::: GIVEN DATA :::
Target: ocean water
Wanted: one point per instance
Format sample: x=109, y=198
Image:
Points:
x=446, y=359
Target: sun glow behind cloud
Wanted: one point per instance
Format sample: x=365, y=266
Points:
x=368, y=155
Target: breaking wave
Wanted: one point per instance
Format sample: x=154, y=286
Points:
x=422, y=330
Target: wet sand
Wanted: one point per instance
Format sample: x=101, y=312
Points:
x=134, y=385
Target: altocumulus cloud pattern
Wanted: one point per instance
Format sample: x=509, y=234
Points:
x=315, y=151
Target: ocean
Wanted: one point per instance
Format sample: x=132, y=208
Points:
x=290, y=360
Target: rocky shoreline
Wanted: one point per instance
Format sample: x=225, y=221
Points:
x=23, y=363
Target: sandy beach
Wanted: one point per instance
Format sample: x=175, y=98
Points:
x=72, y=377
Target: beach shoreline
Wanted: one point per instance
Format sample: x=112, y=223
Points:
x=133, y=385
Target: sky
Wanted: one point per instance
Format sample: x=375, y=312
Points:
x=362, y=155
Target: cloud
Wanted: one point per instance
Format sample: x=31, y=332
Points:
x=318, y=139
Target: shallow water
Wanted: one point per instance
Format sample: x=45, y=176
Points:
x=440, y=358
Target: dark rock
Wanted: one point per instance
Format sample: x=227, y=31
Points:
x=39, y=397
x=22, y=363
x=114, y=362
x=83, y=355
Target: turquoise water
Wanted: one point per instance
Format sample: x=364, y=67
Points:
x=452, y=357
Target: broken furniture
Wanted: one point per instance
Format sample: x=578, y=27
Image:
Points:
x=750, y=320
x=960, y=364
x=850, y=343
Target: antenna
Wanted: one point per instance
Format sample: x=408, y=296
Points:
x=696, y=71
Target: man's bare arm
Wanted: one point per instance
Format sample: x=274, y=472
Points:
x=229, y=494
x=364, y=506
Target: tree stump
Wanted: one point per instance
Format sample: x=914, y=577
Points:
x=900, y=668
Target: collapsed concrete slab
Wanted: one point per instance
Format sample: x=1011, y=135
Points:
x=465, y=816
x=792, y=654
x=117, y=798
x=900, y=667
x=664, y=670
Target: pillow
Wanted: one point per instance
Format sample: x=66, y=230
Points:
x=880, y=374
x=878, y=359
:::
WHAT IS REQUIRED →
Repeat, word for word, all of the data shown above.

ANSWER →
Target: ocean water
Wanted: one point per instance
Format sample: x=109, y=198
Image:
Points:
x=446, y=359
Target: sun glow behind cloud
Wanted: one point per instance
Format sample: x=365, y=266
Points:
x=368, y=155
Target: breaking wave
Wanted: one point per instance
Format sample: x=154, y=286
Points:
x=422, y=330
Target: wet sand
Wanted: one point per instance
Format sample: x=101, y=312
Points:
x=134, y=385
Target: altocumulus cloud pattern
Wanted: one point per instance
Format sample: x=509, y=234
Points:
x=315, y=151
Target: ocean
Wanted: one point per instance
Format sample: x=132, y=208
Points:
x=290, y=360
Target: rocky shoreline
Wanted: one point per instance
Format sample: x=225, y=221
Points:
x=23, y=363
Target: sandy beach
Wanted: one point per instance
Format sample: x=175, y=98
Points:
x=72, y=377
Target: beach shoreline
Wanted: one point per instance
Format sample: x=112, y=223
Points:
x=133, y=385
Target: sky
Wanted: one point per instance
Format sample: x=375, y=312
Points:
x=362, y=155
Target: cloud
Wanted: one point per instance
Format sample: x=31, y=332
Points:
x=318, y=139
Target: shallow water
Wanted: one point per instance
Format sample: x=45, y=176
Points:
x=440, y=358
Target: dark rock
Wanted: one point per instance
Format sample: x=227, y=31
Points:
x=39, y=397
x=22, y=363
x=114, y=362
x=83, y=355
Target: turquoise water
Wanted: one point per instance
Format sample: x=364, y=67
Points:
x=452, y=357
Target: broken furniture
Wanted: one point per instance
Format sample: x=578, y=27
Image:
Points:
x=750, y=320
x=960, y=364
x=850, y=343
Target: antenna
Wanted: one point per instance
Format sample: x=408, y=296
Points:
x=696, y=71
Target: man's bare arm
Wanted: one point per instance
Format sample: x=274, y=472
Points:
x=229, y=494
x=364, y=506
Target: tree stump
Wanted: one point per instance
Format sample: x=914, y=577
Points:
x=900, y=668
Target: collapsed concrete slab
Wanted: one point per instance
Format sample: x=1011, y=135
Points:
x=465, y=816
x=792, y=654
x=117, y=798
x=900, y=667
x=664, y=670
Target: pillow
Wanted: one point per instance
Format sample: x=66, y=230
Points:
x=880, y=374
x=878, y=359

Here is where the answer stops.